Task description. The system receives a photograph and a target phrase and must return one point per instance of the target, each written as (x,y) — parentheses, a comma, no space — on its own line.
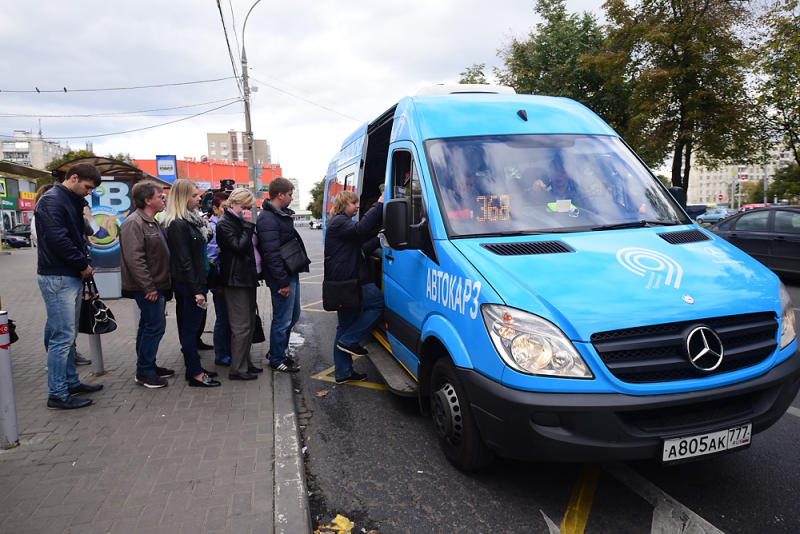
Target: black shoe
(355,350)
(70,403)
(243,376)
(205,382)
(85,388)
(164,372)
(283,368)
(151,381)
(355,377)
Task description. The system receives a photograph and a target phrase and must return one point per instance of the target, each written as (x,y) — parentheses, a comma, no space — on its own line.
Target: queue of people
(169,249)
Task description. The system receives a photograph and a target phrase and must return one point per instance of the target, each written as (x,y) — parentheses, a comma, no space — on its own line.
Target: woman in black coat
(186,237)
(239,279)
(344,260)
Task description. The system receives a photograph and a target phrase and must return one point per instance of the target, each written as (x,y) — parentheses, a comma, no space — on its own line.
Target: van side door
(404,270)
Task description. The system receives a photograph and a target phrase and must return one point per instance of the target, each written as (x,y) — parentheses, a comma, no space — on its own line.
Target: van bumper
(530,425)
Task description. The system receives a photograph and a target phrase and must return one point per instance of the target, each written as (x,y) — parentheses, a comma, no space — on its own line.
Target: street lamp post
(251,174)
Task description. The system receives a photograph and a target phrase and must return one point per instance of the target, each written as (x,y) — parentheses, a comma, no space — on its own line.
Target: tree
(474,74)
(779,66)
(688,69)
(315,206)
(785,184)
(558,59)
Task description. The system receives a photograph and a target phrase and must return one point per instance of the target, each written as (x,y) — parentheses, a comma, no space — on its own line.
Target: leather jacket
(187,260)
(144,257)
(236,257)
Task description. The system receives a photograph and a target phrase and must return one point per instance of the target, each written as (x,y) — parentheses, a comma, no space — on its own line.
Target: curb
(291,509)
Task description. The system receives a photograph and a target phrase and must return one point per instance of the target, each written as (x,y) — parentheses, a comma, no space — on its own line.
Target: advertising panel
(167,168)
(110,204)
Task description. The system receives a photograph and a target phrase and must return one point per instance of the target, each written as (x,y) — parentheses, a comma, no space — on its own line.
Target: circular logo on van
(704,348)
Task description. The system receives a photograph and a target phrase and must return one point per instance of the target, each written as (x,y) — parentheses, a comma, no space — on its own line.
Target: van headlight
(788,333)
(532,345)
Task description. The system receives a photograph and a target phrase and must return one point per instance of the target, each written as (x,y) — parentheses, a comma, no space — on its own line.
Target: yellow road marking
(327,376)
(580,503)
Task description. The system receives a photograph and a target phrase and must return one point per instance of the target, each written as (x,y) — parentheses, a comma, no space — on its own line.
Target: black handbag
(96,317)
(341,295)
(294,256)
(258,331)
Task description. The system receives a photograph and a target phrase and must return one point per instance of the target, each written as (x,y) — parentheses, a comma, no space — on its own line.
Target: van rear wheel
(452,417)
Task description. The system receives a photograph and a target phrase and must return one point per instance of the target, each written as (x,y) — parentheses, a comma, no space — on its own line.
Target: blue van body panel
(472,115)
(615,279)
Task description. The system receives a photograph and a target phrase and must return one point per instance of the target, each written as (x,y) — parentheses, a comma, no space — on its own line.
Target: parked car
(770,235)
(19,236)
(713,215)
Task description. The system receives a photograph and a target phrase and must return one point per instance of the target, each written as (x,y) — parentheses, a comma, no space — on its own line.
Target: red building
(208,173)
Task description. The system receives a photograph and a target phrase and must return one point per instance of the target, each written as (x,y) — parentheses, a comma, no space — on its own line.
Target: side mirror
(395,223)
(679,194)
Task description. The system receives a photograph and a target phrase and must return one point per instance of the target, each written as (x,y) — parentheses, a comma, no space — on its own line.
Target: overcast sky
(322,68)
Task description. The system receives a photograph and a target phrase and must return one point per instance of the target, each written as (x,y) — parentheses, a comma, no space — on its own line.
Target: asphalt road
(372,458)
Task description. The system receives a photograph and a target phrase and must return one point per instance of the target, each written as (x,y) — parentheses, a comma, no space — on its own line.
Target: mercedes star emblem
(704,348)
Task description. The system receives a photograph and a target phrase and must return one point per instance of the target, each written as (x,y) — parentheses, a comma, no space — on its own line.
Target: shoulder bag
(96,317)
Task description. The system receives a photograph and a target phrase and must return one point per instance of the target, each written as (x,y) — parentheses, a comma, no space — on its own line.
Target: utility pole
(248,134)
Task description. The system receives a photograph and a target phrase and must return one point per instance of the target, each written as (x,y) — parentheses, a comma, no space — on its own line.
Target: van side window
(405,183)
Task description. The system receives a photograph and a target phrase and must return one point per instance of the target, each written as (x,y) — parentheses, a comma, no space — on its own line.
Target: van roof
(474,114)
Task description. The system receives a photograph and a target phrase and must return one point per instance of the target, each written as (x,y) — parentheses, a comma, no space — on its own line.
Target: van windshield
(527,184)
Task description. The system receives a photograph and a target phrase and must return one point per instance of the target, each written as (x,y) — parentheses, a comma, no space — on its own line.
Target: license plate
(702,444)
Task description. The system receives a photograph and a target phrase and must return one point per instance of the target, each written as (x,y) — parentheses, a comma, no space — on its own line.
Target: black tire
(452,417)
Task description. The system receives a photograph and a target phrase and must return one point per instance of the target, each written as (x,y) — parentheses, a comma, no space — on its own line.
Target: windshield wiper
(506,234)
(635,224)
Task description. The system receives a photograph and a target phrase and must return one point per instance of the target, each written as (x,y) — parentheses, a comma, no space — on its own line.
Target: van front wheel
(452,417)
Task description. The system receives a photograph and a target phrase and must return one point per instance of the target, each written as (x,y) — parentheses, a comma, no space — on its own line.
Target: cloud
(354,58)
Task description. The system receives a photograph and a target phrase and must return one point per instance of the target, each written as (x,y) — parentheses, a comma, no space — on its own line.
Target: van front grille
(528,248)
(657,353)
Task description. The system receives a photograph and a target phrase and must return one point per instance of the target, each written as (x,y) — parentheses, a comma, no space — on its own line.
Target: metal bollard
(96,353)
(9,436)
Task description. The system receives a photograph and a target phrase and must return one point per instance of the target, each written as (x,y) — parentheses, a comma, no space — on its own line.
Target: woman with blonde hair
(187,235)
(239,277)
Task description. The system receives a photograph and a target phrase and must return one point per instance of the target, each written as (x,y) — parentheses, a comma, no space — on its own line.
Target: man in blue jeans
(63,264)
(145,277)
(275,228)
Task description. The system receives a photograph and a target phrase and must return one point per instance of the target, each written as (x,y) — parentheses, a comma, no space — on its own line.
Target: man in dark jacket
(345,240)
(145,277)
(63,262)
(275,227)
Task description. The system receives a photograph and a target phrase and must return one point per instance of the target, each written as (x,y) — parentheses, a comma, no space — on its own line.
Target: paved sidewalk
(175,459)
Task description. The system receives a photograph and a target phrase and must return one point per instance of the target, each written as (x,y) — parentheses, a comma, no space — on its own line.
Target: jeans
(285,313)
(222,330)
(152,323)
(62,302)
(191,317)
(354,325)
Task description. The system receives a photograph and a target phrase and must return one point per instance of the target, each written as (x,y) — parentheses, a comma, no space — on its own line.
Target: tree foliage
(785,185)
(557,59)
(688,70)
(474,74)
(779,65)
(315,206)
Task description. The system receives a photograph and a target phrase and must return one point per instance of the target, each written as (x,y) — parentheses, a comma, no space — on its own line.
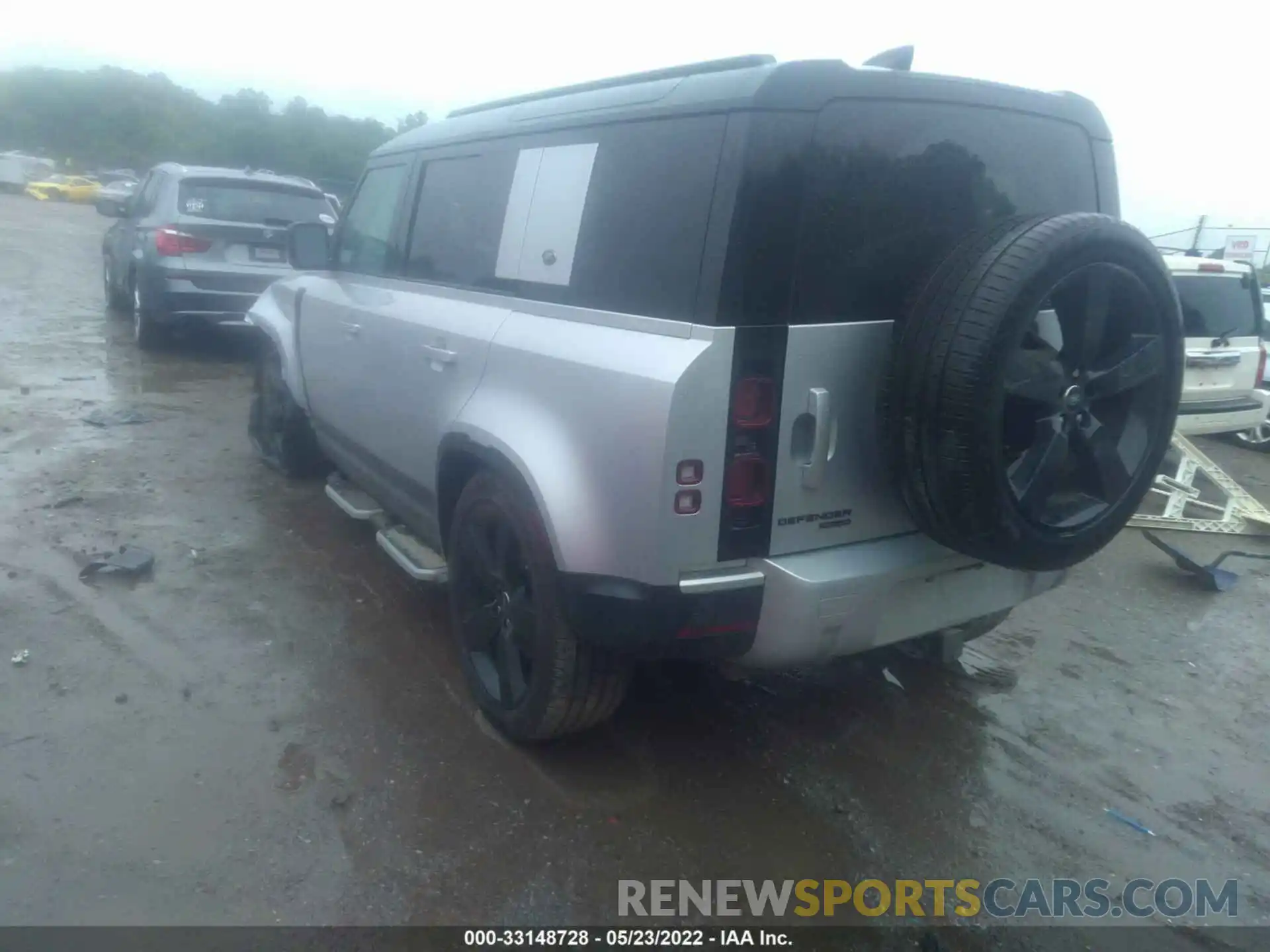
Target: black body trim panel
(408,500)
(1218,407)
(659,621)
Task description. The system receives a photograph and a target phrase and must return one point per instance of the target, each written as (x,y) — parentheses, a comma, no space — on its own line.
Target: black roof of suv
(738,83)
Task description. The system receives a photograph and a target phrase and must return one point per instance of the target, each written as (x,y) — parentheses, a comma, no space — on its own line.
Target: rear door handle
(818,407)
(439,354)
(1213,358)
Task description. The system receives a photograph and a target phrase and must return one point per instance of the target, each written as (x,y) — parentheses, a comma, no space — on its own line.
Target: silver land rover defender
(749,361)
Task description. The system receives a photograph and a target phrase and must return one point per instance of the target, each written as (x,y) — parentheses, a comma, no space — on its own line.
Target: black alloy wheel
(1082,390)
(494,598)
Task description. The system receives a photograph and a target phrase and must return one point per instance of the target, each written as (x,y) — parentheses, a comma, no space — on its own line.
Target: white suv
(1222,315)
(732,361)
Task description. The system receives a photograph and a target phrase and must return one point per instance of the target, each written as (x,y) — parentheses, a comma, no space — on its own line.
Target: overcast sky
(1180,92)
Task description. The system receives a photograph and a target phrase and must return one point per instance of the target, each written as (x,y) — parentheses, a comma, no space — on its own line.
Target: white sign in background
(1240,248)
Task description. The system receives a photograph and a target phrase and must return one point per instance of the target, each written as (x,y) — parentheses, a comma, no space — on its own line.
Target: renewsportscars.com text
(1001,898)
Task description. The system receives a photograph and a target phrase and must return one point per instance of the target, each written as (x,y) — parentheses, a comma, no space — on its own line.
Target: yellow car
(64,188)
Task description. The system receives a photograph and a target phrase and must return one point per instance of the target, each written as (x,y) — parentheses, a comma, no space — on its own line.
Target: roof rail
(734,63)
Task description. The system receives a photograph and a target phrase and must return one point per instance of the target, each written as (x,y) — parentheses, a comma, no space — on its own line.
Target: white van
(1222,314)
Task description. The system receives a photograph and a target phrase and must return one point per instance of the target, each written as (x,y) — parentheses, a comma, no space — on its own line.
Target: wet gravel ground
(273,729)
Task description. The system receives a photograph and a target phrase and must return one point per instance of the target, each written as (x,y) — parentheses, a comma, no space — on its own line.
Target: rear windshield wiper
(1223,339)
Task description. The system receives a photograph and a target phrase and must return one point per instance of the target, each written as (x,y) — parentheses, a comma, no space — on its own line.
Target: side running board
(418,560)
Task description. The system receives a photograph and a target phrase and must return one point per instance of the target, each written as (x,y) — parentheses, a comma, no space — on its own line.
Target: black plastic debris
(130,561)
(1210,576)
(116,418)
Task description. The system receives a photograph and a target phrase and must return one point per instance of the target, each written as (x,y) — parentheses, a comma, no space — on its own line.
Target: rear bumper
(803,608)
(853,598)
(1197,419)
(222,299)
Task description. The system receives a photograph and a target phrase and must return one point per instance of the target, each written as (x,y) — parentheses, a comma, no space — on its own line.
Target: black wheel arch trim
(661,621)
(454,475)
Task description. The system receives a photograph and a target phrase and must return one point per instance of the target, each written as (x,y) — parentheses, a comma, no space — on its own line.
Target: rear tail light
(752,403)
(687,502)
(172,243)
(746,481)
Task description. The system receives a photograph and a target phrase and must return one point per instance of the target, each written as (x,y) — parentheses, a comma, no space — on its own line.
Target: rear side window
(459,220)
(643,223)
(366,235)
(611,218)
(1218,305)
(893,186)
(254,204)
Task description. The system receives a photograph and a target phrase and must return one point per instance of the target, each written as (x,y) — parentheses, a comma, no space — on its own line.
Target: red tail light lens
(172,243)
(687,502)
(746,483)
(753,401)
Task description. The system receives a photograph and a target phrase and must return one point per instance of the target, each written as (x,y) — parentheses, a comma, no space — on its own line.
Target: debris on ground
(976,663)
(116,418)
(128,561)
(1210,576)
(1128,822)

# Aim of the task
Repeat precisely, and with nothing added, every line from the one containing "Target: red tail light lens" to the last line of the listing above.

# Task result
Target: red tail light lens
(172,243)
(687,502)
(746,483)
(753,401)
Task description. The system receives a photograph and a target phrase and must return one point per instance of the target, each written as (x,y) — parentheses, a comma, no space — on its own line.
Target: debris on ground
(976,663)
(116,418)
(128,561)
(1210,576)
(1128,822)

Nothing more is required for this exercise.